Aim:
Reproduce only the lines of the entries starting at the line containing "Where can the shadow" and ending at the line containing "x=22, y=273", changing "shadow on lawn" to "shadow on grass" and leaving everything else unaltered.

Recorded data:
· · · · ·

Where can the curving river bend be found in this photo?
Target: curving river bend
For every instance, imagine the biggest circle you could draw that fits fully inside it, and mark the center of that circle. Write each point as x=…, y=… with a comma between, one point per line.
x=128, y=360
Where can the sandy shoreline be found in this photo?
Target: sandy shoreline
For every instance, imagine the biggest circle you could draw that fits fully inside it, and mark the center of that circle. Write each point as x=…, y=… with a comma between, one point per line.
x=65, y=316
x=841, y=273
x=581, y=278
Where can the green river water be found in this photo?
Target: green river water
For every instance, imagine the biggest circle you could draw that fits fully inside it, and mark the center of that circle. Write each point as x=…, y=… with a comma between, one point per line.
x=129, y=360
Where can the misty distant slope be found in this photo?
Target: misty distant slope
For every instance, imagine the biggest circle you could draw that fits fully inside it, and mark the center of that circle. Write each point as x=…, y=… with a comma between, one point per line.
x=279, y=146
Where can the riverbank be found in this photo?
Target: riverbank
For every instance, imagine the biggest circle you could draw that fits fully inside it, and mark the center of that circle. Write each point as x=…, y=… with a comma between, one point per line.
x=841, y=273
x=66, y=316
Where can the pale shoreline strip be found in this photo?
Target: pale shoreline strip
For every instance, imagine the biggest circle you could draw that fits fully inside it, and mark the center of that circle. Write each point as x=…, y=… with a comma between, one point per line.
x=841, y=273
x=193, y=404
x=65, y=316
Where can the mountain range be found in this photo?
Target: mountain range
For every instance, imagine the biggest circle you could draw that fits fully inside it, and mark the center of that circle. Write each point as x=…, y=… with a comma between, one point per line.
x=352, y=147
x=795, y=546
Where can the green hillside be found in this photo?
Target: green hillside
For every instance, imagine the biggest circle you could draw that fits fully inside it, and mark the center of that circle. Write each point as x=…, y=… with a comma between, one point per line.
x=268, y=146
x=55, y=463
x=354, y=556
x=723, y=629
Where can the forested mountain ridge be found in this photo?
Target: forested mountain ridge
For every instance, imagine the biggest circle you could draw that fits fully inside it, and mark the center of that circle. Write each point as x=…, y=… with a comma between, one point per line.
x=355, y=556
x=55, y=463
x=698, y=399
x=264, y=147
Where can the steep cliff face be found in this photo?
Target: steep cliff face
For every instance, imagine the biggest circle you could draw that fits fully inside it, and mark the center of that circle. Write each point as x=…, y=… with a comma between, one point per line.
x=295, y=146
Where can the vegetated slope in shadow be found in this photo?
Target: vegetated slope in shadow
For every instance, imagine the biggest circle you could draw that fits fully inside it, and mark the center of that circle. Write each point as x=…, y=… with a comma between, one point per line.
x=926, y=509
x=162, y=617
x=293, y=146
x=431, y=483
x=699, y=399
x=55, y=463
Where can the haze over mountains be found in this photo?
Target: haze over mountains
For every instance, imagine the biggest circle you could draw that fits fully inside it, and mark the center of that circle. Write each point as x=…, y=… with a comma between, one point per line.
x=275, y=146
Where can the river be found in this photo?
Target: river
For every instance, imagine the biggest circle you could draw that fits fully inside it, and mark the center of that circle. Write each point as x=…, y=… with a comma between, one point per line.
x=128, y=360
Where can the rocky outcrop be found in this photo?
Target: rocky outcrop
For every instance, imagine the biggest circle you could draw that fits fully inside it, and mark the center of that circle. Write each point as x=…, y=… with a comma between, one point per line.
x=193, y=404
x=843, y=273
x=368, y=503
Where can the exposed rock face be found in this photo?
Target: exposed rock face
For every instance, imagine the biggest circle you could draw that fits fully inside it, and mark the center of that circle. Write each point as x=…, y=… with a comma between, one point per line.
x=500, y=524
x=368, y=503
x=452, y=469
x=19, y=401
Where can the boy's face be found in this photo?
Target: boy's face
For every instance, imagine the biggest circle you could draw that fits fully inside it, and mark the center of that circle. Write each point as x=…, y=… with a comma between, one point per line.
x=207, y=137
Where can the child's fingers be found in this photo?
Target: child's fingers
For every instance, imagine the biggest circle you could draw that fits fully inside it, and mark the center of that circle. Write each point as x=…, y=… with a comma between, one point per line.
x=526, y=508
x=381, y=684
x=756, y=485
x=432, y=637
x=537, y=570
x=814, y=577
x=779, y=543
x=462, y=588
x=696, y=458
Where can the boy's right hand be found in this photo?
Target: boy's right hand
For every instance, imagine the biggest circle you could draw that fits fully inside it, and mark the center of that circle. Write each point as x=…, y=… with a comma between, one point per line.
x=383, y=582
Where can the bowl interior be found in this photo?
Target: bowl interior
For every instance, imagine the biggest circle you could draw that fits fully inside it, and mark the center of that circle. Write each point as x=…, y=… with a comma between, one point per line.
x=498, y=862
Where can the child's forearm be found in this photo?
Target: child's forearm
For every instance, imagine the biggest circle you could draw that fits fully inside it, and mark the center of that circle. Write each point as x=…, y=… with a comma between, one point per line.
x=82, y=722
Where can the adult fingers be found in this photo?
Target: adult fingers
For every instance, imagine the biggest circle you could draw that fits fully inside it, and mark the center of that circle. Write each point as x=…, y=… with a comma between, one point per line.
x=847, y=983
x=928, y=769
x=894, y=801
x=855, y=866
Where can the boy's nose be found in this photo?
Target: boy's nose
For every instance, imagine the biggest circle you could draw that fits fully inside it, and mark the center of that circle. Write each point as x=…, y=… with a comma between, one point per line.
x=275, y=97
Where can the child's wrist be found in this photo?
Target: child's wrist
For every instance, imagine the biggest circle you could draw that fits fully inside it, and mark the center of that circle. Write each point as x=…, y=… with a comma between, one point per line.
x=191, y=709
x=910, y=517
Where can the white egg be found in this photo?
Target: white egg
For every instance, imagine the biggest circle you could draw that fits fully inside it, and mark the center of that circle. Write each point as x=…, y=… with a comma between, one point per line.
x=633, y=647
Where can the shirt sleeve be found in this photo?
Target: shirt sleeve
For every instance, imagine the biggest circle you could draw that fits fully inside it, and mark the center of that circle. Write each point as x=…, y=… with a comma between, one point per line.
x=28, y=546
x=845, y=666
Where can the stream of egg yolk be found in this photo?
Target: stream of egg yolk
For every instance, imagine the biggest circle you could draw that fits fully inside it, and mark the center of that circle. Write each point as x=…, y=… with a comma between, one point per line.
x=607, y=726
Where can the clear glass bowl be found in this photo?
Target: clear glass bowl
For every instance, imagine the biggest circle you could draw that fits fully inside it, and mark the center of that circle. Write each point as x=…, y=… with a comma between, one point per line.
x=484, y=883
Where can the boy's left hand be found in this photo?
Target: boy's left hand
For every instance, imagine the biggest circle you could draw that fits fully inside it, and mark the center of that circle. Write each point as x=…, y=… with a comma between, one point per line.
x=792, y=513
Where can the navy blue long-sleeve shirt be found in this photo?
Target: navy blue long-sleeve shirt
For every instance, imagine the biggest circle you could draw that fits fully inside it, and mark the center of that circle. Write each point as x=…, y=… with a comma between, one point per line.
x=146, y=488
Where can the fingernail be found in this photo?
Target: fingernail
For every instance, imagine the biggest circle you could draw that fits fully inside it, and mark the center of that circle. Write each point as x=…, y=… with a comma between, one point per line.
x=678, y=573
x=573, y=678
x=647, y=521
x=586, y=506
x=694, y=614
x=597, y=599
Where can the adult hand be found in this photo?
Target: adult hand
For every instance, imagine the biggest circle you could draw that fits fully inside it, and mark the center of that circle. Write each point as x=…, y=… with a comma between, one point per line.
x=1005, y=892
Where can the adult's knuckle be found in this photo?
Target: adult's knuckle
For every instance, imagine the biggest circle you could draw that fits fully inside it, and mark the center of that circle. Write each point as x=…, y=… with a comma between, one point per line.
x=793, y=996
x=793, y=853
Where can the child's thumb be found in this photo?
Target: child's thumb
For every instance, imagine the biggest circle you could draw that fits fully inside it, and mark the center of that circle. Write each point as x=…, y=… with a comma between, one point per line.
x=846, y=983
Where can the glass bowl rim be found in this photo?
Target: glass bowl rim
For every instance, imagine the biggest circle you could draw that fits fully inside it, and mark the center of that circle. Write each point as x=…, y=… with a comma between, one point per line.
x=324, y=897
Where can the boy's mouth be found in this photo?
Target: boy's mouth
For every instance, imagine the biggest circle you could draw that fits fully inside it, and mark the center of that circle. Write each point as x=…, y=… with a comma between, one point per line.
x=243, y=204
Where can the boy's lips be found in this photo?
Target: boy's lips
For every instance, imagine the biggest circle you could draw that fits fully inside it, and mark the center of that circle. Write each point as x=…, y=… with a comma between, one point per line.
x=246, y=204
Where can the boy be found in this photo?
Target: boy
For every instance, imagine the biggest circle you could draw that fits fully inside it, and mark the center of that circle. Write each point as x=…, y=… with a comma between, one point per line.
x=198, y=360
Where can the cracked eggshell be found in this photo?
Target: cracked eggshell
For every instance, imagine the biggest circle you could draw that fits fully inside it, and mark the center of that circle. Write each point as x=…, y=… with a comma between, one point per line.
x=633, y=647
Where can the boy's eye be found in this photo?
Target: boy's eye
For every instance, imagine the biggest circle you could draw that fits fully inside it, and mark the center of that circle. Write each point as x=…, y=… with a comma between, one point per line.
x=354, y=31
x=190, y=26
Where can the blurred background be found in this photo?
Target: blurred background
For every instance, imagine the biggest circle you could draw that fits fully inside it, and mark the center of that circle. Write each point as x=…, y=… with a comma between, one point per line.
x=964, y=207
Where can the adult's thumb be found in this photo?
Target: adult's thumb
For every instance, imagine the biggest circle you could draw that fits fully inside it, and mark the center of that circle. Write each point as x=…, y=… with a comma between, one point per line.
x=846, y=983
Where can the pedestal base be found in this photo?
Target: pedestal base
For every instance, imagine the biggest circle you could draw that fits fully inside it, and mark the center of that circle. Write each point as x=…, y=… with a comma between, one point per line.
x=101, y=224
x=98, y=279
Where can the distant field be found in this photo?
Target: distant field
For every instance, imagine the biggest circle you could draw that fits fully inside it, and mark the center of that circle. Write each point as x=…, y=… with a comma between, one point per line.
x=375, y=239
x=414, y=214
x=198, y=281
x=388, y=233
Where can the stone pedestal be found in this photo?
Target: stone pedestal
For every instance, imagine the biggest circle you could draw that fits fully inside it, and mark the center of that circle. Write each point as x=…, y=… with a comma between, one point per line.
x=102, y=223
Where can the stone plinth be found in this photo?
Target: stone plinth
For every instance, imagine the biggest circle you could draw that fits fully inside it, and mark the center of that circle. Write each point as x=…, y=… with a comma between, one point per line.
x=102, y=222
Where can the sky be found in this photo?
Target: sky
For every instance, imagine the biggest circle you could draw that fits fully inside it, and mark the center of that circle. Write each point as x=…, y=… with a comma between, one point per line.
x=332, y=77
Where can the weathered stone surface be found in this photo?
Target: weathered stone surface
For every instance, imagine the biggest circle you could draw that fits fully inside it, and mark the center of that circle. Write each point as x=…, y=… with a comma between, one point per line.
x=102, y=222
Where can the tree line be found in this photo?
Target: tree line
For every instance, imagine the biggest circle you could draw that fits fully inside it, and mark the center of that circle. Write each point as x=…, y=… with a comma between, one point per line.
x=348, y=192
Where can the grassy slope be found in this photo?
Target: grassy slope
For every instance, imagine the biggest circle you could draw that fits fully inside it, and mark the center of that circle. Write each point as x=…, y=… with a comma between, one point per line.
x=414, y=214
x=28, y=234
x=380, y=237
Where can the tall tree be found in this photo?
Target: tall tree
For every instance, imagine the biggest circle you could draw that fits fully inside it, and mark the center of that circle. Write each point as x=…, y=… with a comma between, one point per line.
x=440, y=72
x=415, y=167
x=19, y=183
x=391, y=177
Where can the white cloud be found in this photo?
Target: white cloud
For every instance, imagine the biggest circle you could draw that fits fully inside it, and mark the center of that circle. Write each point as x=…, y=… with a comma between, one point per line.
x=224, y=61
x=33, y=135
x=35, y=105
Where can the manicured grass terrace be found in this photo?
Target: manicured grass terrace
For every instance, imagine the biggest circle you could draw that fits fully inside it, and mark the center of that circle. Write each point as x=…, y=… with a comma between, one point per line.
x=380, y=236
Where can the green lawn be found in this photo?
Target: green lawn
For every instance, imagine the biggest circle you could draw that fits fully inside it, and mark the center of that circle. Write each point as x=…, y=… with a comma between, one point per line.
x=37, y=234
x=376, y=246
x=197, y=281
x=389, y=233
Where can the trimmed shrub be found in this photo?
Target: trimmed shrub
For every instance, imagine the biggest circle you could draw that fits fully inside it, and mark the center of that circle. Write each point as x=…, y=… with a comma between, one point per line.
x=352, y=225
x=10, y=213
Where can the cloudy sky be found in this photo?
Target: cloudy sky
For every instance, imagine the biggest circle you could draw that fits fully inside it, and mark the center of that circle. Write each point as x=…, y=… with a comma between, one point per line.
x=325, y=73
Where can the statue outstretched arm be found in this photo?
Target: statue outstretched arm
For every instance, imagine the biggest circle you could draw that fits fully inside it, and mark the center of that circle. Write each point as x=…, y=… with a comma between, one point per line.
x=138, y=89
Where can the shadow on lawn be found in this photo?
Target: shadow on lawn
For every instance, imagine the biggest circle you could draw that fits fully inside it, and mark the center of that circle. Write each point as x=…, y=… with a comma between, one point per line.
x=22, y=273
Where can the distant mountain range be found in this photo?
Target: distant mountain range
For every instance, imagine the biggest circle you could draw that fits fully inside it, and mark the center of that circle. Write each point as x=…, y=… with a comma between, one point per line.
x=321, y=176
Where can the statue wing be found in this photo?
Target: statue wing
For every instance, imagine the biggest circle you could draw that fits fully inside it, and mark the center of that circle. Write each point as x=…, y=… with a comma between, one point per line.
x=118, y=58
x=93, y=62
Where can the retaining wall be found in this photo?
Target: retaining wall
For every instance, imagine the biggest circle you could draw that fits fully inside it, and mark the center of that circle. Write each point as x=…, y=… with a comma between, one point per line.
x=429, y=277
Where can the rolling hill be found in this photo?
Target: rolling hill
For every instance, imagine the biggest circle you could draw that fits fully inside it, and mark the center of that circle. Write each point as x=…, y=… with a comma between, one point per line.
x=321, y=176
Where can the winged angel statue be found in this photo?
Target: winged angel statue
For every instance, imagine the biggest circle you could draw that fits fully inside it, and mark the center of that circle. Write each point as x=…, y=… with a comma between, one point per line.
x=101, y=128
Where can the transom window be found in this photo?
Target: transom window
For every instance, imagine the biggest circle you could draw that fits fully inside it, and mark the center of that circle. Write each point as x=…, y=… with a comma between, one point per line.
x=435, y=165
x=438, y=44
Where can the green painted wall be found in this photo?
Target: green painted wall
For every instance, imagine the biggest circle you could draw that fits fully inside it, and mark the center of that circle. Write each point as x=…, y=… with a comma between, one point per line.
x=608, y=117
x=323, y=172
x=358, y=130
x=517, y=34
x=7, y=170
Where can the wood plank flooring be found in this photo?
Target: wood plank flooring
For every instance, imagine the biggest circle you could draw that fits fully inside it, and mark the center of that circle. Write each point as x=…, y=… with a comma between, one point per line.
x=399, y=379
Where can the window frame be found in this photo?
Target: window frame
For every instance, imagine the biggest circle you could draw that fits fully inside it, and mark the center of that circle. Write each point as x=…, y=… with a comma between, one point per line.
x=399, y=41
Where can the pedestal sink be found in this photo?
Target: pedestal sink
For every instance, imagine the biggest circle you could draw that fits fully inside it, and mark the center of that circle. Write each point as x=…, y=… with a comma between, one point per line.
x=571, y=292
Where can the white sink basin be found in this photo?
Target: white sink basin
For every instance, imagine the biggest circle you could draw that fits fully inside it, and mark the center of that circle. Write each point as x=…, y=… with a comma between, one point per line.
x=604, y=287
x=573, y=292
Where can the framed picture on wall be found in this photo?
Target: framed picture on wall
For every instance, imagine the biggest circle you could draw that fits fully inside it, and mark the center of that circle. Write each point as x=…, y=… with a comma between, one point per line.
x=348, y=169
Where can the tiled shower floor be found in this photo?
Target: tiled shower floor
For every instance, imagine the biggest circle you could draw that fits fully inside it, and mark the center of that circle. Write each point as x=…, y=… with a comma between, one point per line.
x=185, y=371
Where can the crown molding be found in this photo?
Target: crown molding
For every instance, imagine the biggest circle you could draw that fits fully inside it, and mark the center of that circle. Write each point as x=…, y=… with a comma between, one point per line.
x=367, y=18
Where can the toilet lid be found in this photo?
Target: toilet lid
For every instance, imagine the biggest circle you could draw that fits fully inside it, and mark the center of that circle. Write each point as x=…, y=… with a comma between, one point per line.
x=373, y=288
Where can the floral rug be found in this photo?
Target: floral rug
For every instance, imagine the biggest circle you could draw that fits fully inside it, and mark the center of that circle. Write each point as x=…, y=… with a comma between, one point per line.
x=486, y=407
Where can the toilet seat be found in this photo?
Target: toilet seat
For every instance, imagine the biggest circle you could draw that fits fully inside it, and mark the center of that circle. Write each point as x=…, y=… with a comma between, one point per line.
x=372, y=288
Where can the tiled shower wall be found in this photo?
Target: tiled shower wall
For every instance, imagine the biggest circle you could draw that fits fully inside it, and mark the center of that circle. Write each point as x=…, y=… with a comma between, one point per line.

· · · · ·

Written answer:
Where can the shadow on grass be found in this photo?
Target: shadow on grass
For every instance, imagine the biggest circle you could draw that fits fully inside it, and mark the center of that circle. Write each point as x=…, y=… with a comma between, one point per line.
x=22, y=273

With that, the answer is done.